:: What you are asked to do ::
Search the data for the string "mask" and extract every line where it appears.

[Stored records]
◆ ◆ ◆ ◆ ◆ ◆ ◆
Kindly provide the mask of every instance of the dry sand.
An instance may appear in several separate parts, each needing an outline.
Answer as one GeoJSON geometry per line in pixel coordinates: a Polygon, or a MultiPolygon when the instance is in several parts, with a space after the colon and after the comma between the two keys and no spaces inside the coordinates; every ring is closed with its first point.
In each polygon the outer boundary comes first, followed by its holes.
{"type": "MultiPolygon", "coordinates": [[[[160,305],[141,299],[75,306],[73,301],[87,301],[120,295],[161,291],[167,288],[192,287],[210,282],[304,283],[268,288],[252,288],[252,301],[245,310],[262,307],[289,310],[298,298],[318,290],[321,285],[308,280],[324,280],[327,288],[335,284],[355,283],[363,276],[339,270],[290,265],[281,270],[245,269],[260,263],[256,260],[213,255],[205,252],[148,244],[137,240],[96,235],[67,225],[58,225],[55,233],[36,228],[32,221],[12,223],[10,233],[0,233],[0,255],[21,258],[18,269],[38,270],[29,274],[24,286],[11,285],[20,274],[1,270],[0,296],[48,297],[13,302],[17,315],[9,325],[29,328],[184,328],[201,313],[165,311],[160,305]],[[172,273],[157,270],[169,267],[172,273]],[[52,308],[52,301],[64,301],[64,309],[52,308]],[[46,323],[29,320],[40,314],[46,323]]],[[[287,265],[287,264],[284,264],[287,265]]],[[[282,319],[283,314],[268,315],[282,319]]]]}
◆ ◆ ◆ ◆ ◆ ◆ ◆
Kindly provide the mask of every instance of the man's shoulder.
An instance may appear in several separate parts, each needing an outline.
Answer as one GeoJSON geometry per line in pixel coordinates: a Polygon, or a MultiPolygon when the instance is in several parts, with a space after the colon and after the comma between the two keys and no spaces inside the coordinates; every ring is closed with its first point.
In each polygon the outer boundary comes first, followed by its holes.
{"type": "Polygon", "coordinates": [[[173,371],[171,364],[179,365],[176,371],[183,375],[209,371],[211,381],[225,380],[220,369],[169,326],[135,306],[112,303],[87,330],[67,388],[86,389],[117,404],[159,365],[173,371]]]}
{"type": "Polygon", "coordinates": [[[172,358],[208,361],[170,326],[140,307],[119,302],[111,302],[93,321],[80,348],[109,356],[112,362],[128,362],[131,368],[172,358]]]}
◆ ◆ ◆ ◆ ◆ ◆ ◆
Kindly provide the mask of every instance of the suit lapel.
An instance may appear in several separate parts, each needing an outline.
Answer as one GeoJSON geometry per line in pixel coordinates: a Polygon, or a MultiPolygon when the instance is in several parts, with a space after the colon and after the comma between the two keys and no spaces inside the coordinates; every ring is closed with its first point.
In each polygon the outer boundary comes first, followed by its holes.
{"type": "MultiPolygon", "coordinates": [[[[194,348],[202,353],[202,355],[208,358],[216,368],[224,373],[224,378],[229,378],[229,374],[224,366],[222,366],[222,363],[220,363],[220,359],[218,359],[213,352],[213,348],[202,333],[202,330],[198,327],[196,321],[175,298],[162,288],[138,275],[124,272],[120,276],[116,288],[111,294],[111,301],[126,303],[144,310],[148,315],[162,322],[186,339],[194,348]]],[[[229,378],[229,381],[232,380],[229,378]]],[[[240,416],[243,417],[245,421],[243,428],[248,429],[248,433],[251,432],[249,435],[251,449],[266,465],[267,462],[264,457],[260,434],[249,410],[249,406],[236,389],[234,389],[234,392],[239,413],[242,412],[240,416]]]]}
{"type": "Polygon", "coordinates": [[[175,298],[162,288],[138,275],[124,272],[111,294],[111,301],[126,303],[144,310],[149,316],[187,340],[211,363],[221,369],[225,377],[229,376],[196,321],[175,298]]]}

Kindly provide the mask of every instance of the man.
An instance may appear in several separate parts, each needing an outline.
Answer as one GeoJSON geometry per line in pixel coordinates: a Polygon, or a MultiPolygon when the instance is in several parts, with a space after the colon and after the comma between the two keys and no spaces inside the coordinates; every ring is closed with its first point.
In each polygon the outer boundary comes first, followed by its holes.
◆ ◆ ◆ ◆ ◆ ◆ ◆
:: Result of the exercise ::
Kindly provide the mask of every instance of the dry sand.
Kindly provide the mask of every instance of the man's shoulder.
Kindly provide the mask of every instance of the suit lapel.
Kindly provide the mask of every instance of the man.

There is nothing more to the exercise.